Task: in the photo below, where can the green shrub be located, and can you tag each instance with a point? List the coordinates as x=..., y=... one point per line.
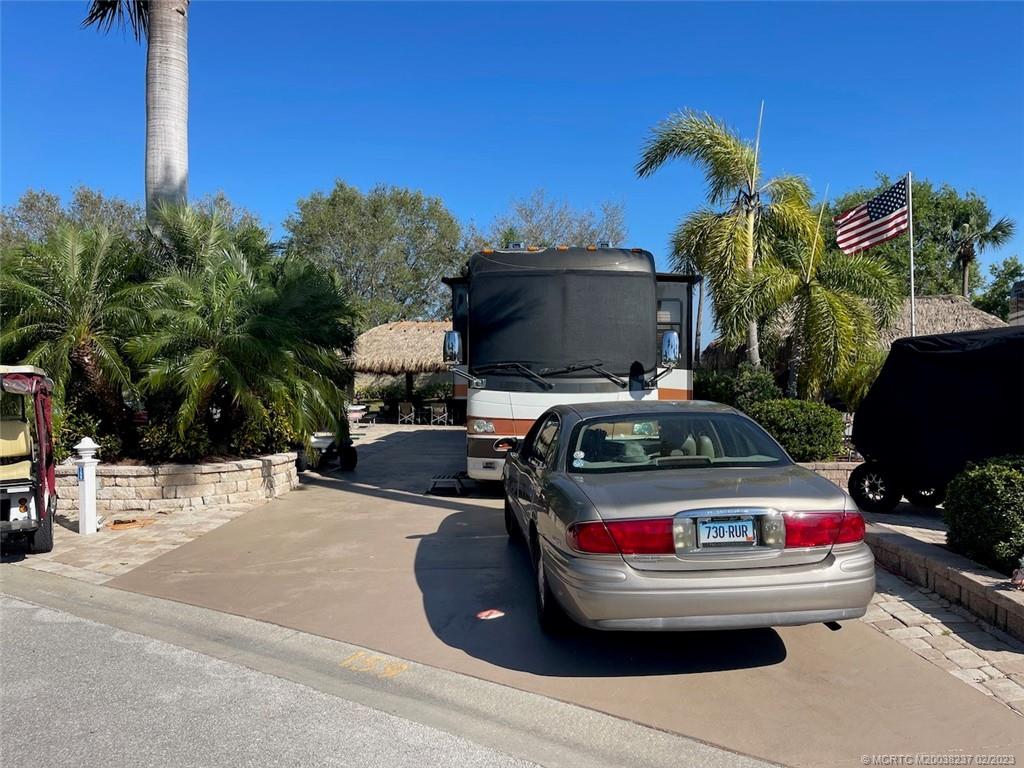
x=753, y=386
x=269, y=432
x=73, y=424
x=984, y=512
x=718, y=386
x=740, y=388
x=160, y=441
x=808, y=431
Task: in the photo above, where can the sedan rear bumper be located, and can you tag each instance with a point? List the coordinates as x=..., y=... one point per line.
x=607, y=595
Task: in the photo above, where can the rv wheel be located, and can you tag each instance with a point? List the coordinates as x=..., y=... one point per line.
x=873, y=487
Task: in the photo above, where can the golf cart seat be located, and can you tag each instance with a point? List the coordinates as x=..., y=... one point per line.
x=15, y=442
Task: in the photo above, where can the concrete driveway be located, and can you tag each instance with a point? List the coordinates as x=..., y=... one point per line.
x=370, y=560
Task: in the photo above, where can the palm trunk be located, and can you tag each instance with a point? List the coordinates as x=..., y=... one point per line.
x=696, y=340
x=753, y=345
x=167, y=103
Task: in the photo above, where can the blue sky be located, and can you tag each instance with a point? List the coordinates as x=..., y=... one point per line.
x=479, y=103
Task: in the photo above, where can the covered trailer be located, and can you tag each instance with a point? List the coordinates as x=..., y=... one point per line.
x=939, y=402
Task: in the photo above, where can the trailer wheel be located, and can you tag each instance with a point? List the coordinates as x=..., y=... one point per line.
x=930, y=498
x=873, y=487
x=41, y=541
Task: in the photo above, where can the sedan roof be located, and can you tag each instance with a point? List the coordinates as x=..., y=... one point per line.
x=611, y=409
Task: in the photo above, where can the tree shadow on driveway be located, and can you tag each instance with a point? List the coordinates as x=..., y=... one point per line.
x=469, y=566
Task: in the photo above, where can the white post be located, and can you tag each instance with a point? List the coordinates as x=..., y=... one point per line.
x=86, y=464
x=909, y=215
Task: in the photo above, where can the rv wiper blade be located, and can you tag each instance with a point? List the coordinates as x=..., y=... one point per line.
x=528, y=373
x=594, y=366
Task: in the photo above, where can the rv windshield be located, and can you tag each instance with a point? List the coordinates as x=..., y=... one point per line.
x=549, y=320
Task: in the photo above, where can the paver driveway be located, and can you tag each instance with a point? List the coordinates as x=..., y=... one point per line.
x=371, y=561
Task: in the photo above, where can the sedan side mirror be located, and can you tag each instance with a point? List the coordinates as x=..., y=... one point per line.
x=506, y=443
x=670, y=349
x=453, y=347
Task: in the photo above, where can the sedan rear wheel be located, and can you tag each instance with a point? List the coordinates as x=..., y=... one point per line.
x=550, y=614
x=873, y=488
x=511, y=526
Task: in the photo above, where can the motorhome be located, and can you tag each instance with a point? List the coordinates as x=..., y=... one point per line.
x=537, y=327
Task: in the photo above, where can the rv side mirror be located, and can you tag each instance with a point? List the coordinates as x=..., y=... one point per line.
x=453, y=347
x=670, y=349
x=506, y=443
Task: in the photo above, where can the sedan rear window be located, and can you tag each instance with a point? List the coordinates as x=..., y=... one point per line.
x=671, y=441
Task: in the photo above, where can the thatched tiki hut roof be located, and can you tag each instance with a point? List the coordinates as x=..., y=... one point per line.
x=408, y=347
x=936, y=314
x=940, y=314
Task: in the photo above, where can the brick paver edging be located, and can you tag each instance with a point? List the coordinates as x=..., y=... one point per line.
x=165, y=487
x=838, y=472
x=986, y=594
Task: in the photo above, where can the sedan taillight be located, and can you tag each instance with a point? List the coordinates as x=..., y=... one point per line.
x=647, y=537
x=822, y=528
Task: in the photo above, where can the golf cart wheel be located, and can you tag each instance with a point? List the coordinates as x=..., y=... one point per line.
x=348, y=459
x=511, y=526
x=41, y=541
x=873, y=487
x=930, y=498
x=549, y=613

Task requirements:
With the images excluded, all entries are to be given again exactly.

Solution:
Task: in the photo below, where can the green shrub be located, and can you tag each instance with a point? List the coordinates as x=..., y=... one point per line.
x=753, y=386
x=269, y=432
x=73, y=424
x=984, y=512
x=718, y=386
x=740, y=388
x=160, y=441
x=808, y=431
Task: in the photo above, where can the sedan rear bumper be located, and can you tag each instance with a point? List the coordinates as x=..., y=... one point per line.
x=607, y=595
Task: in the photo above, where can the rv wheel be located, and can you tag each instance with a point? List the coordinates as x=..., y=... one point per line.
x=873, y=487
Task: in the photo above, where can the golf cart seat be located, and can you tag each instance with a point? List the coordinates as x=..., y=... one point per line.
x=15, y=442
Task: in the photo above, where can the concrete driveway be located, and can you tag each instance with a point? List the coordinates as x=..., y=... one point per line.
x=370, y=560
Task: in the photo above, where can the palm trunk be located, and can you tag each instance with a point? List the coordinates as x=..., y=... one point per line.
x=696, y=340
x=753, y=345
x=167, y=103
Task: in the photo above, where can the blue sky be located, and can you tag each instance with a point? List the coordinates as x=..., y=... one point per line.
x=479, y=103
Task: in the photo above, where can the covered trailer be located, and can you tag each instance with a point? List the coordinates as x=..., y=... one point per line.
x=939, y=402
Task: in the photo above, where can the trailer wheel be located, and can you tag each instance with a point? List the coordinates as x=..., y=... one point per line.
x=930, y=498
x=873, y=487
x=41, y=541
Task: in the photo above, where can the sedan roof be located, and can you tag each instance with a point? List the coordinates as x=..., y=... one point per line.
x=611, y=409
Task: in the photo above, where can the tree shadow on driveway be located, and can you tag each instance with a point? List the coordinates as x=..., y=... one point per line.
x=469, y=566
Task: in the photo above, where can the white post be located, and can you tag each instance with a point? List the coordinates as x=..., y=... one point per line.
x=86, y=464
x=909, y=215
Task: in the photo above, where can the rv wiper blade be located, and can you tag each instance with a point? List the coordinates as x=..., y=... one point per line.
x=528, y=373
x=594, y=366
Task: in the photo above, where can the rv windshield be located, and can you tag each instance with a point? List the coordinates as x=..., y=... one point per line.
x=549, y=320
Task: in the photo above, where can the paver driveway be located, and can you tag each instance with a point? List the coordinates as x=..., y=... one point per line.
x=371, y=561
Task: in the photo above, where can the sedan side mirror be located, and can you tag each instance with a point? List the coordinates as x=..., y=... one point per line.
x=506, y=443
x=670, y=349
x=453, y=347
Task: in the photo above, where can the sedan rear wheel be located, and can you tag each instance with a point? List the coordinates as x=..., y=... one point per line.
x=550, y=614
x=873, y=488
x=511, y=526
Task: in the photo above, where can the motorhome be located, and can you tag each instance with a point? List the coordinates as x=..., y=... one point per line.
x=537, y=327
Task: in the photo above, where can the rv side mirror be located, and can you tag each instance with a point? List the coordinates as x=..., y=... one point per line.
x=453, y=347
x=670, y=349
x=506, y=443
Task: in the photo above, where can the sedan rear window be located, and can you tag each instance with a point? List the coordinates as x=..., y=... one point per line.
x=671, y=441
Task: in the photo above, where can the thatched tiki hut roof be located, and can you tag each instance with a point? List the coordinates as x=..., y=... one point per line.
x=408, y=347
x=936, y=314
x=940, y=314
Task: in the photo above, where can the brick paver edging be located, and can you tag each instance with a point? List the coordinates as x=..., y=... one point per line.
x=165, y=487
x=838, y=472
x=986, y=594
Task: in the photo above, where can the sedan taillight be located, and can you tag each instance with a point? List the coordinates as x=..., y=... one point per line.
x=647, y=537
x=822, y=528
Task: in the photo above, where can the golf cart wheel be located, and can you tag each instance with a point? List the coordinates as x=..., y=... one point per line.
x=348, y=459
x=511, y=526
x=41, y=541
x=873, y=487
x=930, y=498
x=549, y=613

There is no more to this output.